» Work to be completed
Return, unchanged, each line of the items below that contains the word "woman".

» Available records
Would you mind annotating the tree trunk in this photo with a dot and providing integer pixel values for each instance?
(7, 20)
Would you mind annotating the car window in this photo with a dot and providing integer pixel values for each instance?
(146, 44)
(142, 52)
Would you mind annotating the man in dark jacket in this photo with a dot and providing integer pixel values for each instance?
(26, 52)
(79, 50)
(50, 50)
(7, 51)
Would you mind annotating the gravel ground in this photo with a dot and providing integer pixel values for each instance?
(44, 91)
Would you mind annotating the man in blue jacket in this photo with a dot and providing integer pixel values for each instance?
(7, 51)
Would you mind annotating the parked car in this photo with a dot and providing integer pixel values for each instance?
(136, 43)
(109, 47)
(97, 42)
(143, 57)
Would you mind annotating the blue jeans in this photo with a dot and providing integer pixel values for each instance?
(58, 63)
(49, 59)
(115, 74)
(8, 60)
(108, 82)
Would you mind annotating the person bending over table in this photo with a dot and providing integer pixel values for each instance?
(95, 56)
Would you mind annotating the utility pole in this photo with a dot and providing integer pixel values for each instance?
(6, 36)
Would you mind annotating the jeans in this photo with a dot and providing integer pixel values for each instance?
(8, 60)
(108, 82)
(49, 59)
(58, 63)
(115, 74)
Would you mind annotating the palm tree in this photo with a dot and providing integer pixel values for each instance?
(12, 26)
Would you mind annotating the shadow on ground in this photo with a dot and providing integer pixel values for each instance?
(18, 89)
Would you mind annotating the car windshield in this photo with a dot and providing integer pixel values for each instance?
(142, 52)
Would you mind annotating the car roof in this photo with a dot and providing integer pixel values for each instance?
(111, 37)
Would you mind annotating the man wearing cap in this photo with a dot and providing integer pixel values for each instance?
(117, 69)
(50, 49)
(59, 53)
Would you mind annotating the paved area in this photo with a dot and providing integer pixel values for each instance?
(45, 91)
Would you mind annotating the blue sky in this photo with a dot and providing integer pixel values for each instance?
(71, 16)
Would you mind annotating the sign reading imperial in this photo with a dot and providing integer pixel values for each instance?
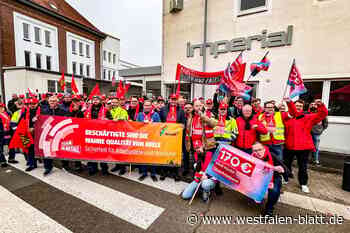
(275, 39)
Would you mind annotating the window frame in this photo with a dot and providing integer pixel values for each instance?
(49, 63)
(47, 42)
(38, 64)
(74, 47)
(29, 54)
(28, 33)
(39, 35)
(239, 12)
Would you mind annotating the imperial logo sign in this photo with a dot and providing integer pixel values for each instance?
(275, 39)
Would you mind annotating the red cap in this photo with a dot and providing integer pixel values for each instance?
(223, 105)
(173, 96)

--

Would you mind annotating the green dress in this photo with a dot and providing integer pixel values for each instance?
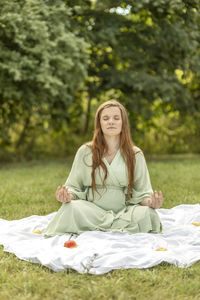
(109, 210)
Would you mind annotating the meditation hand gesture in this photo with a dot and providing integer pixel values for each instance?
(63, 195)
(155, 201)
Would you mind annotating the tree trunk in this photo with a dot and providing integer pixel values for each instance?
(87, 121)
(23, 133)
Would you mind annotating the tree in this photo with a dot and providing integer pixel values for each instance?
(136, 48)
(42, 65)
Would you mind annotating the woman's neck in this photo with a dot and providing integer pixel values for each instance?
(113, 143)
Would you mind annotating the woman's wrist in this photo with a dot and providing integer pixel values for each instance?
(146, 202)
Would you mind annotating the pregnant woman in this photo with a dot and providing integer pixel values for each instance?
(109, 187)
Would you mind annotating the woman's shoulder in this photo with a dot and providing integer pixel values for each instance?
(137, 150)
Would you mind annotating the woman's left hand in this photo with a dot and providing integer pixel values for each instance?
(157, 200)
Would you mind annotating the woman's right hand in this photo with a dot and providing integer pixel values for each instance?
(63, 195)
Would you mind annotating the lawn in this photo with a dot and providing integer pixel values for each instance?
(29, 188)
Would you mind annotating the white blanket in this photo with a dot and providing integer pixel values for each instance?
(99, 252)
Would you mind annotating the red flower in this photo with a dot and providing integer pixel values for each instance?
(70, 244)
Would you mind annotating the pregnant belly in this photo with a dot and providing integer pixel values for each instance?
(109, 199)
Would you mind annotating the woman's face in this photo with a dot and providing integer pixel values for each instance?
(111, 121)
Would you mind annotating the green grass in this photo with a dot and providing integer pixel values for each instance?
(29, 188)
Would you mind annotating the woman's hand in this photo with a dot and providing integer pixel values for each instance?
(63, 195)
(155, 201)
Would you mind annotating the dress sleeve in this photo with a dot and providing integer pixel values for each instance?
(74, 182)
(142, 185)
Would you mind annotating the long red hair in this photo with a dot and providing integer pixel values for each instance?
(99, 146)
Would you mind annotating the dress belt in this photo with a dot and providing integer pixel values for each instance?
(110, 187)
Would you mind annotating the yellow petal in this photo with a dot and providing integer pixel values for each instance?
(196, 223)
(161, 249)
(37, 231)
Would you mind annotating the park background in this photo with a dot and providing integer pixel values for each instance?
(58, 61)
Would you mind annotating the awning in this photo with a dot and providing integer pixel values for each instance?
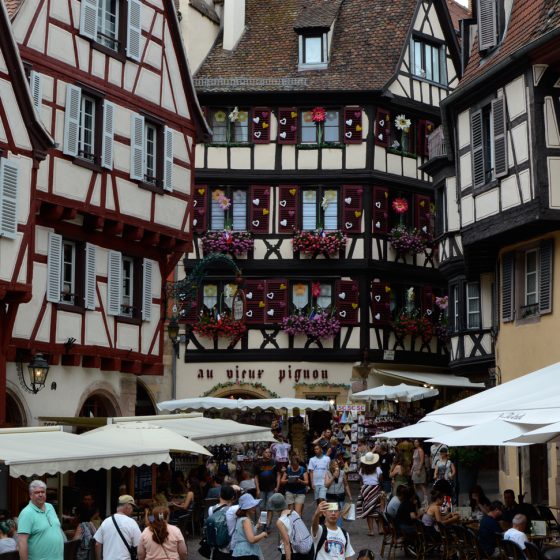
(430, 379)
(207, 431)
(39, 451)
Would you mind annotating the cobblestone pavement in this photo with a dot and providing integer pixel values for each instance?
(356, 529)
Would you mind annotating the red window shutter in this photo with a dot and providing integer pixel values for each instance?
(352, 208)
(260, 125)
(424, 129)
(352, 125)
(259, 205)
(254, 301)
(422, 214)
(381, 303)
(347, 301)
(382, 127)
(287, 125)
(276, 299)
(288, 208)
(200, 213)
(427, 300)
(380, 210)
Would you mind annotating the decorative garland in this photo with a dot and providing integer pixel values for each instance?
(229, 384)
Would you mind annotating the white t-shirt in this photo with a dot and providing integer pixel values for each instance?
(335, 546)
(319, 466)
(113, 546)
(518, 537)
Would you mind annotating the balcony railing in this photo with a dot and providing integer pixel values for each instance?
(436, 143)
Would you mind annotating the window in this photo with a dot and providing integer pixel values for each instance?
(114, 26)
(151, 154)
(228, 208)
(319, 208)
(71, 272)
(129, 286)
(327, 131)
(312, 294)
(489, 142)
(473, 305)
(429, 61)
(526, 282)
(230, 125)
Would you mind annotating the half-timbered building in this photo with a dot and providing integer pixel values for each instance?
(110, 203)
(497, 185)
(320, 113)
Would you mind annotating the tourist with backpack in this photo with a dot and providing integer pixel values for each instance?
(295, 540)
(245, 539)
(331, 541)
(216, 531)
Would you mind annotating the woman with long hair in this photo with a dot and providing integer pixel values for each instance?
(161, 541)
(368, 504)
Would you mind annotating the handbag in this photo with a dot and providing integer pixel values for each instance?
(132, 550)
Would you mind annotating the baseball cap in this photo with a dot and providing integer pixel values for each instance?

» In response
Would you mind annotating the woman's neck in this photo with a dot and providing integer pixel values for each instance?
Would you mind annotating the woman's wrist in this photo with a dot and providing integer pixel values for each instance?
Would you mind annotating the pregnant woman in this photo with a dot and providing integer pixel values for each instance?
Would you mind annotating the woman's shoulder in this photo with a dot and providing integer pixel values for each instance?
Would you mind annotating the woman's left hand in this photo with a dot and providing integer pixel values for each instance?
Would you mind annotating the woman's right hand in this photo with a dot and providing integer pixel values for each instance?
Would you mind annotating the woman's face in this photo with a dot and providing integer pixel values for each instance?
Would you mind annotating the woman's hand in this photo with a dot and providing integer pixel values for each instance?
Would you mind annotating the woman with long hair in this photo with a dot and providing integer pixel values for each instance?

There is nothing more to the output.